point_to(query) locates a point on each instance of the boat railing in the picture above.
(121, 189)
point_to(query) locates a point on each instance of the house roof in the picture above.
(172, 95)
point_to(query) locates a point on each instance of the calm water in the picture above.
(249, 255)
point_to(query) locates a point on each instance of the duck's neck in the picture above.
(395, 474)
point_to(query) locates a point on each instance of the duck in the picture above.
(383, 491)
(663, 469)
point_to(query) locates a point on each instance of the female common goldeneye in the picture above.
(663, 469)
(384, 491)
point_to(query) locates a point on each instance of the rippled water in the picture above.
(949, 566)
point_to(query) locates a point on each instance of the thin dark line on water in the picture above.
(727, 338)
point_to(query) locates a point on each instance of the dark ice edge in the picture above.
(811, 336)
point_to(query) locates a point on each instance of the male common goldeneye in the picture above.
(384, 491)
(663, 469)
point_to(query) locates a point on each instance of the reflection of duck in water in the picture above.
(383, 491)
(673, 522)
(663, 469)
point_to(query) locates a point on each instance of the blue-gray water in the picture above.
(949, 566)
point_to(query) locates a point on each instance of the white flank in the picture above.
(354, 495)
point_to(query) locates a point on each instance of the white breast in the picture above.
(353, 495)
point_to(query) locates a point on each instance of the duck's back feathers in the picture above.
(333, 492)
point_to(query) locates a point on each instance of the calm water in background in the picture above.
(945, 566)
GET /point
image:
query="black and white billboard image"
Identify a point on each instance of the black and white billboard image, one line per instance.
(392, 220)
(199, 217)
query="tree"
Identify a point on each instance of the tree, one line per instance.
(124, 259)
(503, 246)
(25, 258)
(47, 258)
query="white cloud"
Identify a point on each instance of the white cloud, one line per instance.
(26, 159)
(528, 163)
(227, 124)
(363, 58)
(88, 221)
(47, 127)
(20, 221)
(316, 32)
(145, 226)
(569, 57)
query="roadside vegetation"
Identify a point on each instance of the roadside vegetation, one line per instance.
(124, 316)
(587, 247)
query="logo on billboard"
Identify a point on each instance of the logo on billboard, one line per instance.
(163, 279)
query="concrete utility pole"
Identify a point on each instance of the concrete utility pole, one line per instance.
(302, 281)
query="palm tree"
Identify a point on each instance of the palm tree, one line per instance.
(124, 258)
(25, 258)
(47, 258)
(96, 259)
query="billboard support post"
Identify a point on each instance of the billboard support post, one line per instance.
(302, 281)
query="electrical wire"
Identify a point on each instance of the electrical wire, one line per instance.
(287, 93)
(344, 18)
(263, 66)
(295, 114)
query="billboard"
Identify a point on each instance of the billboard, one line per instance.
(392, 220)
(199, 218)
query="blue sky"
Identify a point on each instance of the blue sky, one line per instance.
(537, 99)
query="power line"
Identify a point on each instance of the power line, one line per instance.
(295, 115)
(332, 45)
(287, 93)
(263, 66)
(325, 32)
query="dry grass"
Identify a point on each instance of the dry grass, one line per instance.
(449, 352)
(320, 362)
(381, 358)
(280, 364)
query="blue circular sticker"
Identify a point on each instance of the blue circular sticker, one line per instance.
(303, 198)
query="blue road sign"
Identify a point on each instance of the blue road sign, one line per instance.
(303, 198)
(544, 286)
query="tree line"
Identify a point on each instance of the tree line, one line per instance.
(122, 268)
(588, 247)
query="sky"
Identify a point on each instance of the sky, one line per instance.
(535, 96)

■ Goal ■
Reproduce every line of the material above exactly.

■ Exercise output ■
point_to(query) locates a point on each instance of the boat railing in the picture above.
(121, 189)
point_to(query) locates a point on each instance of the house roof in the picture above.
(172, 95)
point_to(query) locates a point on each instance of the calm water in the picture above.
(249, 255)
point_to(query) locates a point on each instance of the duck's neck in the picture above.
(395, 474)
point_to(query) locates a point on each instance of the duck in the picture above.
(383, 491)
(663, 469)
point_to(query) locates a point on each instance of the female common goldeneye in the picture above.
(663, 469)
(384, 491)
point_to(query) locates a point on each instance of the rippled water in the picture above.
(949, 566)
point_to(query) locates a point on each instance of the thin dark line on water in the picture above.
(727, 338)
point_to(query) locates a point on each instance of the dark ice edge in the picture above.
(811, 336)
point_to(query) locates a point on each instance of the male common goldeneye in the picture above.
(384, 491)
(663, 469)
point_to(query) locates a point on each instance of the reflection of duck in water in the picture above.
(383, 491)
(673, 522)
(663, 469)
point_to(query) locates a point on each instance of the blue-gray water in the picture above.
(949, 566)
point_to(query) locates a point on each instance of the white flank in the picture above.
(354, 495)
point_to(query) locates a point on each instance of the white breast in the picture above.
(353, 495)
point_to(query) locates a point on each instance of the duck's back feathers in the picture above.
(333, 492)
point_to(query) locates a point on each instance of the calm water in background in the picture above.
(945, 566)
GET /point
image:
query="black and white billboard image"
Identify a point on each instance of the black and white billboard image, one line per instance.
(392, 220)
(199, 217)
query="tree"
Identify a point on each instance of the tree, one line per instance.
(124, 259)
(503, 246)
(25, 258)
(47, 258)
query="white cloud"
Identify a point on each instance of the white cloud, one line per instance.
(26, 159)
(528, 163)
(227, 124)
(363, 58)
(88, 221)
(47, 127)
(20, 221)
(316, 32)
(145, 226)
(569, 57)
query="roadside vegetation"
Identify a point on each instance of the roadside vegetation, one line per instance.
(124, 316)
(587, 247)
query="logo on billboard"
Identify a point on each instance of the logo on billboard, one line per instance.
(163, 279)
query="concrete utility pole"
Identify a point on each instance of the concrete utility pole, one line per instance.
(302, 281)
query="palm tree"
Identify a point on each instance of the palm tree, one line per instance.
(124, 258)
(25, 258)
(47, 258)
(96, 259)
query="billboard support post"
Identify a point on each instance of the billboard support post, one line per instance.
(302, 281)
query="electrical wire"
Identify a point on each instance of the electrical wire, one line per instance.
(287, 93)
(344, 18)
(263, 66)
(295, 114)
query="billboard"
Identify a point on each instance of the billboard, one line per instance.
(392, 220)
(199, 218)
query="blue sky"
Identify a point on each instance of the blue sky, one line per instance.
(537, 99)
query="power line"
Identify a point on each instance of the power line, one line per instance.
(295, 115)
(332, 45)
(287, 93)
(263, 66)
(325, 32)
query="dry grass"
Identify a point on each instance of the dry grass, one line per instance.
(449, 352)
(320, 362)
(381, 358)
(280, 364)
query="blue circular sticker"
Identify a point on each instance of the blue circular sticker, one line per instance.
(303, 198)
query="blue road sign"
Identify a point on each instance of the blue road sign, one line per instance.
(303, 198)
(544, 286)
query="tree line"
Identify a point on each instance of the tree line, one line per instance.
(122, 268)
(588, 247)
query="sky"
Identify a point on each instance of the sky, one line per instance.
(535, 96)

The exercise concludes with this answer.